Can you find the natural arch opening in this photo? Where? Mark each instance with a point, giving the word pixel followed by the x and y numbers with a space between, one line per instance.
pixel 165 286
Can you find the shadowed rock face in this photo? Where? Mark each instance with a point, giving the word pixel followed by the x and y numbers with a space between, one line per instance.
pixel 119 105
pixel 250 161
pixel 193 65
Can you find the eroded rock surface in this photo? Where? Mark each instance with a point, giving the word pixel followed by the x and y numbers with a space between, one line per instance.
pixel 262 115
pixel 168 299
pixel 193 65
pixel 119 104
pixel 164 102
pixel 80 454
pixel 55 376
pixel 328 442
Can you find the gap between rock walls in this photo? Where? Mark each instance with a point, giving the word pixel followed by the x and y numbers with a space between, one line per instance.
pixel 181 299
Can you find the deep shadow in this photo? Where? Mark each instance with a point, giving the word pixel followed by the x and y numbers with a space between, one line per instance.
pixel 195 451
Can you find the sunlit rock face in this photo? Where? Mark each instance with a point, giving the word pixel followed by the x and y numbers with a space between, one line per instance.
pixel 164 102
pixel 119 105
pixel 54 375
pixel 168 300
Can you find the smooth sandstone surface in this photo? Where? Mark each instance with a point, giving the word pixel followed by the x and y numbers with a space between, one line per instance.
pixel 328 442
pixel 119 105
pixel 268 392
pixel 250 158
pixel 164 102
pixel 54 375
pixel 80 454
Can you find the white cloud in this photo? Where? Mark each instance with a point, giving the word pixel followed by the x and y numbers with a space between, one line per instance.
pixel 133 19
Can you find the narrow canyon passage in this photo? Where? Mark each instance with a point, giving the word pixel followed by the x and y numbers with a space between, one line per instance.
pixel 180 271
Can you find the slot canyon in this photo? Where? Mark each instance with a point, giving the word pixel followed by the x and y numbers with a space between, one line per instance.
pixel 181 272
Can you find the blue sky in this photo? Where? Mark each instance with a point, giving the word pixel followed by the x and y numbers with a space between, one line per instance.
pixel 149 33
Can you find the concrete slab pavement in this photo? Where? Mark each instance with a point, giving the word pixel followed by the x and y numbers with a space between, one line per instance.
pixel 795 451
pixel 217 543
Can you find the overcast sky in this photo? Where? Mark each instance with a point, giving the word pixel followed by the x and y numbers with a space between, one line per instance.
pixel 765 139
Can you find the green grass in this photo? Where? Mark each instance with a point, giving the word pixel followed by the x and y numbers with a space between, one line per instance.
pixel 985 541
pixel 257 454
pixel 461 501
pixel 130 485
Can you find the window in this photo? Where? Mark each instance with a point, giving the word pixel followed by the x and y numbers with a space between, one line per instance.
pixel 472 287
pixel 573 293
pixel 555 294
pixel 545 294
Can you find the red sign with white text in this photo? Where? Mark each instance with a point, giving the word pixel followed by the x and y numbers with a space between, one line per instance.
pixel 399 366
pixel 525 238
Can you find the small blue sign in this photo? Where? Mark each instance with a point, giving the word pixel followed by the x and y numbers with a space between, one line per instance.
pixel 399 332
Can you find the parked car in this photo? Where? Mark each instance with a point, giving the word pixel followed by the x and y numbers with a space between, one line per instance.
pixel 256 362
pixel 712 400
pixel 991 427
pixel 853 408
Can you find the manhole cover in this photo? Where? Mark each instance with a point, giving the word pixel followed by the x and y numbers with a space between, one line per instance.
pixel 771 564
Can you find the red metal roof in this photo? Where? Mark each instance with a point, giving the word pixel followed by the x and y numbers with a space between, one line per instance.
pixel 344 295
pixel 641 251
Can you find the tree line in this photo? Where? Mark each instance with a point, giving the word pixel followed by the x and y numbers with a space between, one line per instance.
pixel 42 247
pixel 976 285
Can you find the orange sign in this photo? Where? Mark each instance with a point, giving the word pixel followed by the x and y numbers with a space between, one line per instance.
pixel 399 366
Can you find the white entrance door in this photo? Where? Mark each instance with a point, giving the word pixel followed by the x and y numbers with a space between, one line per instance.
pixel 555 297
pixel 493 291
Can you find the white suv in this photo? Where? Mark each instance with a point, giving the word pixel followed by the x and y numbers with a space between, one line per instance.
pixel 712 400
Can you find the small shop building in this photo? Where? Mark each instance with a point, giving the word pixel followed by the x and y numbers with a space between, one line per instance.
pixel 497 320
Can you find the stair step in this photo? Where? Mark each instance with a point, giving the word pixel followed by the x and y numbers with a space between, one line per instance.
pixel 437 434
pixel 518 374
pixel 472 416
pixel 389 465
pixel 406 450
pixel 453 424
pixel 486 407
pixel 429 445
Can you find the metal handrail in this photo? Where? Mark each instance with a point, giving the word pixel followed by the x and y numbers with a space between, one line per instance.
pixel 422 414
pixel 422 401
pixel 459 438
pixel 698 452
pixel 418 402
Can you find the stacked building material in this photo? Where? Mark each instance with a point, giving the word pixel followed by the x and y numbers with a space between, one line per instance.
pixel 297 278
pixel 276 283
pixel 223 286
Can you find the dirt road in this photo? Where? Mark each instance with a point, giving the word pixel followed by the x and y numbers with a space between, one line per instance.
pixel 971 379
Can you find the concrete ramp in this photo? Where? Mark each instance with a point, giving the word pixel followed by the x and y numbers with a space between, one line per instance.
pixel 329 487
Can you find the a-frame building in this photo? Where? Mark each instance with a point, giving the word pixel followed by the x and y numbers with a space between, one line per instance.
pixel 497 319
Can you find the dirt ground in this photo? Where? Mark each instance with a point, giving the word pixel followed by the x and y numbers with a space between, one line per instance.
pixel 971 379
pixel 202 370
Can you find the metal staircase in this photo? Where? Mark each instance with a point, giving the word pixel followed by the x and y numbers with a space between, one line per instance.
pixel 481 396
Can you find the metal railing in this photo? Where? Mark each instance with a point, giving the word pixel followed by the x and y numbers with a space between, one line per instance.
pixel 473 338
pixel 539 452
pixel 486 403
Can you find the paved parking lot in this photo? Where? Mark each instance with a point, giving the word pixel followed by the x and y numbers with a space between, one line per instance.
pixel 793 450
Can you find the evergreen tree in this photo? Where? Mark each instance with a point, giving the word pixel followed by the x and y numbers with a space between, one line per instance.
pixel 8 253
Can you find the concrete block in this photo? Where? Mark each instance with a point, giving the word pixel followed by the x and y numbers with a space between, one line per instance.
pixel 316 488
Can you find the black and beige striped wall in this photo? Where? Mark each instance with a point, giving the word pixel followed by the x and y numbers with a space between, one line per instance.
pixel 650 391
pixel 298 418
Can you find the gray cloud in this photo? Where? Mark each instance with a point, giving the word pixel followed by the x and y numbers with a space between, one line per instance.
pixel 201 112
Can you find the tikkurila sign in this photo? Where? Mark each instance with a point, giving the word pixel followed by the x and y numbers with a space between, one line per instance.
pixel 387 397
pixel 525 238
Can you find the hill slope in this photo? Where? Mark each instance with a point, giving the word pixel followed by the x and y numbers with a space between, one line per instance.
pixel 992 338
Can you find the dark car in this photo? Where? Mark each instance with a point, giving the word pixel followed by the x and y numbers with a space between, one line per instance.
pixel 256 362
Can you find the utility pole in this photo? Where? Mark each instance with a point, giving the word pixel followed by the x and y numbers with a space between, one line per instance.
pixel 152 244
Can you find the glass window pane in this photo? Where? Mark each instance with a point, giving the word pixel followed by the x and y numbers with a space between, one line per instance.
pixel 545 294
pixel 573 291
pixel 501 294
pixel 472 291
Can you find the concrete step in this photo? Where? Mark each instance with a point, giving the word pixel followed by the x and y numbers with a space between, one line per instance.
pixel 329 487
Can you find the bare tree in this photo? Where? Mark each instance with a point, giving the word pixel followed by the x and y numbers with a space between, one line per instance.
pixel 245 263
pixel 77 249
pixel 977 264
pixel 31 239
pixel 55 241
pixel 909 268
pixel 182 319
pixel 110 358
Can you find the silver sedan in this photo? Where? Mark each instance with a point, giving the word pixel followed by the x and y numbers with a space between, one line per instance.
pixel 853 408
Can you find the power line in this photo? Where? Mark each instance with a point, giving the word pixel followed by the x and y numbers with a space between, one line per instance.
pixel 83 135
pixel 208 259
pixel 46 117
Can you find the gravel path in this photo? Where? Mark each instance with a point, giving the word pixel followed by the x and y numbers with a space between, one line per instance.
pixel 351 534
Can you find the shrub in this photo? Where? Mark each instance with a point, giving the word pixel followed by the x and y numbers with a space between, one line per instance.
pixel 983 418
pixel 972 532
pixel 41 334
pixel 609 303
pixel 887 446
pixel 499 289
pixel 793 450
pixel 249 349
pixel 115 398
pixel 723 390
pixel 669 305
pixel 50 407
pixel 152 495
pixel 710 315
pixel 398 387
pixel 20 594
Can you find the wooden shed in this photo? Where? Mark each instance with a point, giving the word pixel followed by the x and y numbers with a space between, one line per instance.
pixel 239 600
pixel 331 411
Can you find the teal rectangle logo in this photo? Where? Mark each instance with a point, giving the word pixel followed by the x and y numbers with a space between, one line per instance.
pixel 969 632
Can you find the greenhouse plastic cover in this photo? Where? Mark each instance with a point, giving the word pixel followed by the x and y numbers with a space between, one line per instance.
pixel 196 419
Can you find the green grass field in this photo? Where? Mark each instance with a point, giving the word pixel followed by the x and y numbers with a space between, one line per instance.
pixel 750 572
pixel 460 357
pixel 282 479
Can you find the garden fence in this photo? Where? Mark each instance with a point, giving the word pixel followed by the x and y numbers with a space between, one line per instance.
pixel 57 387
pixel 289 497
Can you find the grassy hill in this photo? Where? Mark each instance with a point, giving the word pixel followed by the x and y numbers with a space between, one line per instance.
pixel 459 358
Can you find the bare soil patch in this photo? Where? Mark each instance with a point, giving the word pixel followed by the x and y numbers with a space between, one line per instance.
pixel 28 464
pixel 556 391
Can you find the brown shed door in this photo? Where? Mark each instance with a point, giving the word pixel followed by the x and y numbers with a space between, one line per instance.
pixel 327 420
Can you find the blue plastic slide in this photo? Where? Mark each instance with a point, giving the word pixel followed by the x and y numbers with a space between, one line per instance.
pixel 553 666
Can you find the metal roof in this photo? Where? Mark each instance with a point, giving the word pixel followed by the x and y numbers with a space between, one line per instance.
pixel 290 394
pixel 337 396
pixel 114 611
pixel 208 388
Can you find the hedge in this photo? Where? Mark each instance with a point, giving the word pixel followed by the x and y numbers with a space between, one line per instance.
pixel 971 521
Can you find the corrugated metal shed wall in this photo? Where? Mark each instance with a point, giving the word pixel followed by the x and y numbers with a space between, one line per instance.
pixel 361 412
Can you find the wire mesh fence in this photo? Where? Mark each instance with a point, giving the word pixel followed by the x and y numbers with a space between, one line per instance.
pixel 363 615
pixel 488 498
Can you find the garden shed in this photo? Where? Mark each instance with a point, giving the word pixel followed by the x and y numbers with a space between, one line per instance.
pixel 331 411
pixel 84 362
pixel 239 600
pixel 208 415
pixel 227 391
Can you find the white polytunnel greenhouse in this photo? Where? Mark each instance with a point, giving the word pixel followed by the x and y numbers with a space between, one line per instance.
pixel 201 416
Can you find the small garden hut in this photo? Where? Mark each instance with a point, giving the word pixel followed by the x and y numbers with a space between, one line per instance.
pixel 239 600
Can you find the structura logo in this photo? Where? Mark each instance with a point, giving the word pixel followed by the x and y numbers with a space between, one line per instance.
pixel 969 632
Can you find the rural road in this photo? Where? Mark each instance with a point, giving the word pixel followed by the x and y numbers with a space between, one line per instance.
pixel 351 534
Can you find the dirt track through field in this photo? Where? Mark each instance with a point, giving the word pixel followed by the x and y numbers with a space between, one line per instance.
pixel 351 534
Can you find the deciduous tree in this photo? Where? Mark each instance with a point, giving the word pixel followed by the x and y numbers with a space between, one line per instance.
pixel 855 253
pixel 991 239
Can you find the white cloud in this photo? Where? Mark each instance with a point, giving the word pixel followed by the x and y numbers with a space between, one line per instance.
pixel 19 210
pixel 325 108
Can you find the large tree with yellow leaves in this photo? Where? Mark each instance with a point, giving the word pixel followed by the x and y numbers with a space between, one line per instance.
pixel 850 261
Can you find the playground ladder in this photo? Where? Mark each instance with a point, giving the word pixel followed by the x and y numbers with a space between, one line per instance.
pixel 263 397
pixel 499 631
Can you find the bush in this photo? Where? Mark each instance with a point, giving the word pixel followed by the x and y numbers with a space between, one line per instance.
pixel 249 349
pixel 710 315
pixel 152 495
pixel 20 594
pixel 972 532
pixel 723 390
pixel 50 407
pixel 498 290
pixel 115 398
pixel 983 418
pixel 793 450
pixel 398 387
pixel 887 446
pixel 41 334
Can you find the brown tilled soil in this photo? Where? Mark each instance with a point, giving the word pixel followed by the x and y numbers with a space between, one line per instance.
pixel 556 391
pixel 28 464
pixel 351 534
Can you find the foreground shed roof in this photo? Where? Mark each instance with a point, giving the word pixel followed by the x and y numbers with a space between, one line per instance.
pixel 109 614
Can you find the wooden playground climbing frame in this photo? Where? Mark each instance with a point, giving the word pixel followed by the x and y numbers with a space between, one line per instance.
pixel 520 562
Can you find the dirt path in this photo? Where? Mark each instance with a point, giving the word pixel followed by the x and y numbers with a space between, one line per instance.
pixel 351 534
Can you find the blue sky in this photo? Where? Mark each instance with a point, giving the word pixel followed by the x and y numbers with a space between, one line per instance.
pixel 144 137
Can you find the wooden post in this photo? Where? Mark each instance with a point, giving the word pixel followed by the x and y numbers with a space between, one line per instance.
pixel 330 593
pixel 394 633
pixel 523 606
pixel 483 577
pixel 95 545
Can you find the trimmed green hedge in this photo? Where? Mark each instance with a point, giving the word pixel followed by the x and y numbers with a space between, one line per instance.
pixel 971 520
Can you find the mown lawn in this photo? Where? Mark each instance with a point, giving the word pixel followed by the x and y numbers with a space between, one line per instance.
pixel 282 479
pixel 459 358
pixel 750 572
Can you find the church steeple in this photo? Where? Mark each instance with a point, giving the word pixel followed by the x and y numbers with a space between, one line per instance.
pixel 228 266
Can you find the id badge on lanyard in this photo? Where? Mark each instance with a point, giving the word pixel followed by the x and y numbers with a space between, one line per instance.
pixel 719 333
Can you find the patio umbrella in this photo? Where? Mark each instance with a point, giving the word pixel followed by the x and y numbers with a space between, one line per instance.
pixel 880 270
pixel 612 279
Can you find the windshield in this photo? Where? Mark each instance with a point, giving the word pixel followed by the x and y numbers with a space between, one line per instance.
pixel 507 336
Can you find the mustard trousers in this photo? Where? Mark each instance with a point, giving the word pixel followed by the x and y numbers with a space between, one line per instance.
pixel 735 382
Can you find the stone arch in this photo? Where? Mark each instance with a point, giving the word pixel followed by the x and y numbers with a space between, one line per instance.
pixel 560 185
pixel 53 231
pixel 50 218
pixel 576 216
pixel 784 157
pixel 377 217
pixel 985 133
++++++++++++++++++++
Once the line containing "Can you find the mustard" is found in the listing above, set down that line and every line after it, exactly.

__Response area__
Can you find the mustard trousers in this photo? Where? Mark each instance with a point, giving the word pixel followed by the x and y numbers with a space between, one line per instance.
pixel 735 382
Can you find the stone arch in this photo? Where? Mark each instance with a point, giving the word pixel followed by the x and y numbers with a space between, one line per instance.
pixel 560 185
pixel 53 231
pixel 50 218
pixel 576 216
pixel 784 157
pixel 377 217
pixel 985 133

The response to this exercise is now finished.